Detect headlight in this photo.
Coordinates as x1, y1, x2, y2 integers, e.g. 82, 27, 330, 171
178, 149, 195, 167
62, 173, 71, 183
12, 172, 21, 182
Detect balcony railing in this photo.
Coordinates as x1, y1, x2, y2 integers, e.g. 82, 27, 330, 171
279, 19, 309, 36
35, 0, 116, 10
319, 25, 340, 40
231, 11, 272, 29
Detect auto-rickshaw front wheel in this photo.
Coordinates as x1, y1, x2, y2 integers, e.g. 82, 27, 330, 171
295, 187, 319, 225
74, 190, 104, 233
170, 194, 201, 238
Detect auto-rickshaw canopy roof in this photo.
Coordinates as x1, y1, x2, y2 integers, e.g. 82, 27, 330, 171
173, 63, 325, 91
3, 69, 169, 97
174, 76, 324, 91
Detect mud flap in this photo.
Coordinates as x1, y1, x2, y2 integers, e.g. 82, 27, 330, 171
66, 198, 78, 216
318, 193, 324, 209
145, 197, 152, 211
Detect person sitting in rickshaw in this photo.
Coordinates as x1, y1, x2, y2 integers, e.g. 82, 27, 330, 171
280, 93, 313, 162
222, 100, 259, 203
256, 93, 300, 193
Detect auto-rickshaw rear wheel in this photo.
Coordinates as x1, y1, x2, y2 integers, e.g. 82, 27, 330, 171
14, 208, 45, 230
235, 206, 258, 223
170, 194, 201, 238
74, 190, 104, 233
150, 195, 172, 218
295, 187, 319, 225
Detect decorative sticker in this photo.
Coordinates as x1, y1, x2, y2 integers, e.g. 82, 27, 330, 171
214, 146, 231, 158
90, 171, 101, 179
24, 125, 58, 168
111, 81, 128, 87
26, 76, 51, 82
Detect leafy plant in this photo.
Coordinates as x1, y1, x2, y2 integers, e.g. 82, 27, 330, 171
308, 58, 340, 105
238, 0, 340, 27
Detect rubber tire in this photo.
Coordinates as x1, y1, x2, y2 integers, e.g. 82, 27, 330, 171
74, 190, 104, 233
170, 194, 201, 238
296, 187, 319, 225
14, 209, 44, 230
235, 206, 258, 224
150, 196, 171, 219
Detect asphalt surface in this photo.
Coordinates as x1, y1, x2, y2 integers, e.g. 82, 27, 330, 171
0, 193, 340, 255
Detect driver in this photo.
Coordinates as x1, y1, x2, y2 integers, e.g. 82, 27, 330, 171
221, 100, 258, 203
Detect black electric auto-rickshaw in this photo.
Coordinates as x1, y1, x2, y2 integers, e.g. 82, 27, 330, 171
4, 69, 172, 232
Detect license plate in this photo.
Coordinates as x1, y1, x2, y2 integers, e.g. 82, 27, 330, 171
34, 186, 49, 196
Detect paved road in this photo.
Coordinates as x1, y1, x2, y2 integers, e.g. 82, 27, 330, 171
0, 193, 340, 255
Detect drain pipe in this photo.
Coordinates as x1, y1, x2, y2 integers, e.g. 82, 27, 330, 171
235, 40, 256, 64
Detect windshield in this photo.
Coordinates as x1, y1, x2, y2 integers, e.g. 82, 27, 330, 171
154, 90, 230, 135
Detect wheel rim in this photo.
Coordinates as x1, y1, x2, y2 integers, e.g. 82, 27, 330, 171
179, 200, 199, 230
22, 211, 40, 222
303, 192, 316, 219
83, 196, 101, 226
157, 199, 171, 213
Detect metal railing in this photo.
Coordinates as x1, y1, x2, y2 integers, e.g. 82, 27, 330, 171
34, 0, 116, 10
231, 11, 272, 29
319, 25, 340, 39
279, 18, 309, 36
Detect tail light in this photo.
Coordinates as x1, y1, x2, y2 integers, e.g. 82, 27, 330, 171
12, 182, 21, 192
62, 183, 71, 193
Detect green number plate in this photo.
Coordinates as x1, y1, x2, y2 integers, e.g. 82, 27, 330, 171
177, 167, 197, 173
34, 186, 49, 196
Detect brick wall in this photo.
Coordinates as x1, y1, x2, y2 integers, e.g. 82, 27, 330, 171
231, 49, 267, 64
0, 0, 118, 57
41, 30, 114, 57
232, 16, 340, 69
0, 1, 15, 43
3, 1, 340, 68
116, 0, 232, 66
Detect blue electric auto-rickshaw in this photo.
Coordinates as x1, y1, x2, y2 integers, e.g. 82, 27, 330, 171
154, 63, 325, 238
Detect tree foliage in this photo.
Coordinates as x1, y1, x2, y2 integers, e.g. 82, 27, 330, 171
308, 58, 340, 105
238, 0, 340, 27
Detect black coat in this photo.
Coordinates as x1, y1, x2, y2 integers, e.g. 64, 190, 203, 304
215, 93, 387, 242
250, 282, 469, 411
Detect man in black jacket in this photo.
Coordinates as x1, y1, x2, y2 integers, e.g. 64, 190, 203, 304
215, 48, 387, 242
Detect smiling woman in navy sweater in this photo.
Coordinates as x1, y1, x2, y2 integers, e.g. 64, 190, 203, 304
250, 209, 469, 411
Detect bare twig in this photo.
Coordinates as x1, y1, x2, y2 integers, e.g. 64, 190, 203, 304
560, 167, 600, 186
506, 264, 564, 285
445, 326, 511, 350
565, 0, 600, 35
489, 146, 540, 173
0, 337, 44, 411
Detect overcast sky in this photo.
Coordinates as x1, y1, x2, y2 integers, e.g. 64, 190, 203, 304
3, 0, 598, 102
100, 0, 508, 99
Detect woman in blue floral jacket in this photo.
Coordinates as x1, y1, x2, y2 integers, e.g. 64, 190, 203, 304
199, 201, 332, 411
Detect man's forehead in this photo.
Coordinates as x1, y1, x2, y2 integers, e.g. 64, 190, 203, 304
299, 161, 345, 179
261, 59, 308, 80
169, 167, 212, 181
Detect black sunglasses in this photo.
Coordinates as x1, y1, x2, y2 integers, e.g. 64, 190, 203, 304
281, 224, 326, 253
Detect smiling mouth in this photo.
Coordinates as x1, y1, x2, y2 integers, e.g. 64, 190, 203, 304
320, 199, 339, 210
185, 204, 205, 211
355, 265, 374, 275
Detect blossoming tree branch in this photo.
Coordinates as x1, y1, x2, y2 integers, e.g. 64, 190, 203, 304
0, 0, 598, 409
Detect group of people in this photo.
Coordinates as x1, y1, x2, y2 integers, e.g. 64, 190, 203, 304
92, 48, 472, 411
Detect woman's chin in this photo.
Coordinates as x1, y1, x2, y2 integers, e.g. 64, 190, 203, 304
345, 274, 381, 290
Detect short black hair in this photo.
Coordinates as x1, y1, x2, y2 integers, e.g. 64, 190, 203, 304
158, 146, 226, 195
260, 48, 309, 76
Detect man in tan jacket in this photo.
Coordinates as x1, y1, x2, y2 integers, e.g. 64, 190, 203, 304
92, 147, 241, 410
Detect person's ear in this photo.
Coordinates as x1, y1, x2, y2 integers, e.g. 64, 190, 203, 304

**ACTIVITY:**
Go line by line through the data and copy any that contain "rickshaw".

**SOLVED EXERCISE:**
Detect auto-rickshaw front wheel in this photo.
Detect auto-rickshaw canopy roof in this photo.
Detect person sitting in rickshaw in this photo.
Detect auto-rickshaw rear wheel in this photo.
Detect black electric auto-rickshaw in this photo.
Detect blue electric auto-rickshaw in this photo.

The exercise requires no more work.